Image point grounding data:
----

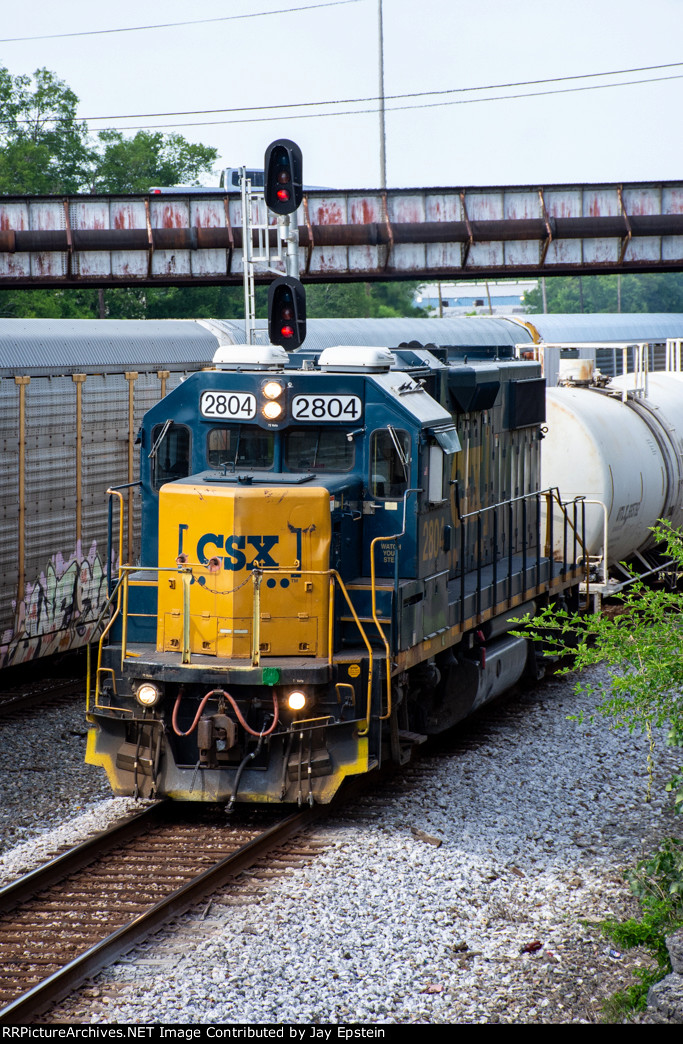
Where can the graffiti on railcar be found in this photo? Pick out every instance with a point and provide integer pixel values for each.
(60, 610)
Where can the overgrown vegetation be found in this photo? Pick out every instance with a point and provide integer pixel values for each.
(641, 646)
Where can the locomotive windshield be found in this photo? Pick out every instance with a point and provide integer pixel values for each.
(318, 449)
(170, 453)
(390, 456)
(240, 446)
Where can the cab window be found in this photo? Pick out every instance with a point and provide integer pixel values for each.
(170, 453)
(390, 457)
(240, 446)
(319, 449)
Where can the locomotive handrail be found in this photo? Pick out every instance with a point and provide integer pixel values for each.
(551, 496)
(99, 644)
(113, 491)
(373, 593)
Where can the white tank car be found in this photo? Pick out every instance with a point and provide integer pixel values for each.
(625, 452)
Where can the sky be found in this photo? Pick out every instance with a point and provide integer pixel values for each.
(331, 53)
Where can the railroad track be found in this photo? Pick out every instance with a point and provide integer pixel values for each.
(68, 919)
(39, 692)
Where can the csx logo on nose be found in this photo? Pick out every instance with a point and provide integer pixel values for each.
(236, 547)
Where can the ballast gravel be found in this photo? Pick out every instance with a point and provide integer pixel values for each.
(497, 923)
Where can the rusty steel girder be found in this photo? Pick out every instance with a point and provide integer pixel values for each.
(438, 233)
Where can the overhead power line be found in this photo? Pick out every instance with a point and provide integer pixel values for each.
(171, 25)
(393, 109)
(411, 94)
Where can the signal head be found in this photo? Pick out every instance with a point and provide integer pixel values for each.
(283, 173)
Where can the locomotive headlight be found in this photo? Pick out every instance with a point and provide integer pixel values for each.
(273, 389)
(297, 700)
(272, 410)
(147, 694)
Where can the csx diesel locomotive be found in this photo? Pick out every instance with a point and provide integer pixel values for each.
(333, 548)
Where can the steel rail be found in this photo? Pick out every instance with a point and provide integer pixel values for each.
(60, 983)
(69, 862)
(12, 703)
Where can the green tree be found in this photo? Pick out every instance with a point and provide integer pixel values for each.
(149, 158)
(44, 147)
(638, 292)
(361, 300)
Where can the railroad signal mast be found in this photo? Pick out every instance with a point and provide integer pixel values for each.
(282, 194)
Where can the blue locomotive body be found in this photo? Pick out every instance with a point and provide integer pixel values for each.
(333, 546)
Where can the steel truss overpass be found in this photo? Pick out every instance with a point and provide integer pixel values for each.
(432, 234)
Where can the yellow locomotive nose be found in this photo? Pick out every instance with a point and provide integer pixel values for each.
(253, 580)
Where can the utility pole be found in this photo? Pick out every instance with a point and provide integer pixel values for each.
(382, 128)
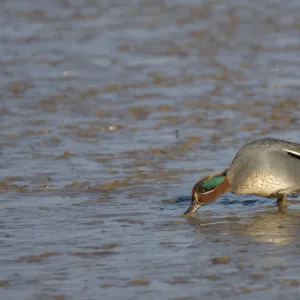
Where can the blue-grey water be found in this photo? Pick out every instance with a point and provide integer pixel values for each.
(109, 112)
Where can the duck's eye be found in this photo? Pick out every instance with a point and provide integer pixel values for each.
(201, 189)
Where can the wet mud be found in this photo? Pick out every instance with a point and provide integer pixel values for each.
(109, 113)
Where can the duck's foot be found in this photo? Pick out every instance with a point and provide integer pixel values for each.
(282, 204)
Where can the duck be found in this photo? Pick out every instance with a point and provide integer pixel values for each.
(267, 167)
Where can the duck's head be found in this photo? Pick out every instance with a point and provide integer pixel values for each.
(207, 190)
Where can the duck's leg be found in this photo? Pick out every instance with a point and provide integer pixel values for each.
(282, 204)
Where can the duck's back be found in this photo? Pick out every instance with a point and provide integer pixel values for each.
(268, 167)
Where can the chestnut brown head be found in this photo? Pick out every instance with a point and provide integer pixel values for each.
(207, 190)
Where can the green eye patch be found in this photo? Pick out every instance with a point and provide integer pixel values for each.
(210, 184)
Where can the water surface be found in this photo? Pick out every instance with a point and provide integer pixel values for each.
(109, 112)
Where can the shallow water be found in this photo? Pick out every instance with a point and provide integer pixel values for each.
(109, 112)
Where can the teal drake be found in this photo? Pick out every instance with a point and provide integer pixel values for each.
(267, 167)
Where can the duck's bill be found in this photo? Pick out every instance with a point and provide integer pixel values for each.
(193, 207)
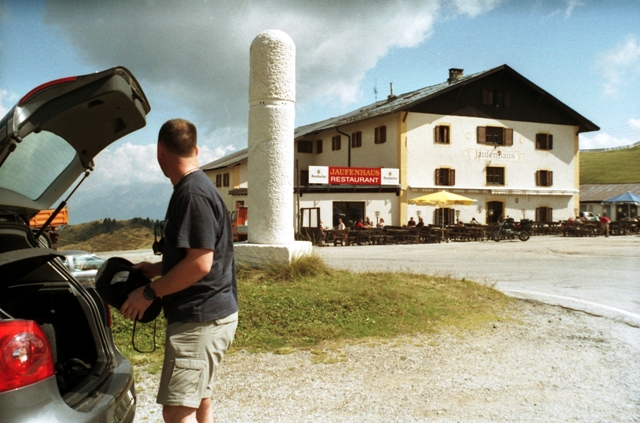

----

Repeat all the records above exactly, leaving out any pictures.

COMPLETED EXERCISE:
Where can the graffiti on railcar be found in this photo? Pick out every instance with a point and provide integer pixel values for each.
(60, 610)
Where can the overgrown vegetation be found in this photo? Pick out every instance with a point and provide integer pixel values for each.
(641, 646)
Where can the locomotive windshield be found in this photo? Pick out every instance with a point and provide integer pixel values for each.
(318, 449)
(170, 453)
(390, 456)
(240, 446)
Where can the cab window be found in this photo? Pick out every instance with a point and provide integer pixel values for each.
(170, 453)
(390, 457)
(240, 446)
(319, 449)
Where can the locomotive handrail be found in this photo? Pick out every instance with a point and provide integer pixel values for each.
(551, 496)
(99, 644)
(113, 491)
(373, 593)
Where can the white tank car be found in this photo? Pick out every instance with a point and provide integer pixel values for each.
(625, 452)
Where can the sky be found in this photo? Pick out every instance with a point and provide integer pixel values for each.
(331, 53)
Where can the railroad track be found in this photo? Pick out every instance with a point and provide integer pixel values for each.
(68, 919)
(39, 692)
Where can the csx logo on nose be found in this photo? Pick out every instance with a point and provide integer pixel values for each.
(236, 547)
Where can the ballast gravel be found in this photo? Pick out every instance with a point and provide integer pixel values for each.
(497, 923)
Where can the rusty steel girder be found in this photo? Pick out every instance with a point and provide integer pixel values for each.
(438, 233)
Where can the overhead power line be found in this photo? Pick out every instance with a point and provide integer pixel values for each.
(171, 25)
(393, 109)
(411, 94)
Where can the signal head be found in this photo? Pick out every instance with a point and provide integer pixel values for each.
(283, 173)
Where can the locomotive headlight be found in this photo? Pick out every instance with a point and provide integer pixel values for each.
(273, 389)
(297, 700)
(272, 410)
(147, 694)
Where can the csx diesel locomotive be found in this photo? Pick out every instance with a point and provide integer pixel values for each.
(333, 548)
Where can the steel rail be found in this photo? Pick out every instance with a point and provide integer pixel values for each.
(60, 983)
(69, 862)
(12, 703)
Where can the green tree be found in this photo? Pick out every instance with a point and provide integer pixel values for each.
(149, 158)
(44, 147)
(638, 292)
(361, 300)
Where can the railroad signal mast be found in this photo? Pick out every instance with a point and provide integer pixel values for each.
(282, 194)
Where can the blue locomotive body be found in this photo? Pick out every instance with a point and provide integer pixel values for each.
(333, 546)
Where can the steel truss overpass be found in this photo? Pick out every instance with a point and provide integer pixel values for each.
(432, 234)
Where can the yellow locomotive nose be found in this photo? Pick out every instance with a point and provide integer pixel values for each.
(253, 580)
Where can the utility pole be found in this photo? Pick out every instance with a point and provide integer pixel values for each.
(382, 128)
Where can the blue-grey water be found in this photo? Pick out every instance with a point and provide integer pixel values for each.
(109, 112)
Where can the duck's eye be found in this photo? Pick out every instance with a point and provide integer pixel values for each.
(201, 189)
Where can the wet mud be found in this photo? Pick out every instance with a point and provide integer pixel values for each.
(109, 113)
Where can the duck's foot be found in this photo? Pick out every instance with a point and provide integer pixel values for each.
(282, 204)
Where can the duck be found in this photo? Pick out every instance with a point and provide integer pixel values for each.
(267, 167)
Where can the duck's head be found in this photo? Pick out every instance with a point and provide integer pixel values for each.
(207, 190)
Where can the duck's leg be found in this photo? Pick out every instance with a point and provide integer pixel values for each.
(282, 204)
Where can the duck's back be found in this photo? Pick out every instance with a point and provide integer pixel values for each.
(268, 167)
Where can the chestnut brown head be found in this photo? Pick out every instance with a point and provide integer pixel values for each.
(207, 190)
Where can the green eye patch be found in this photo? Pick out every instance with a point and provide integer pixel values for each.
(210, 184)
Where can the water surface be found in this photo? Pick out every instance with a point and provide integer pixel values for each.
(109, 112)
Where can the shallow water be found in this photo? Pick out every instance with a point and provide integer pixel values for each.
(109, 112)
Where can the teal drake be found in this photo? Pick out every instance with a point and provide integer pixel values for each.
(267, 167)
Where can the duck's bill be found in this photo? Pick out every instance with a point and provide integer pixel values for each.
(193, 207)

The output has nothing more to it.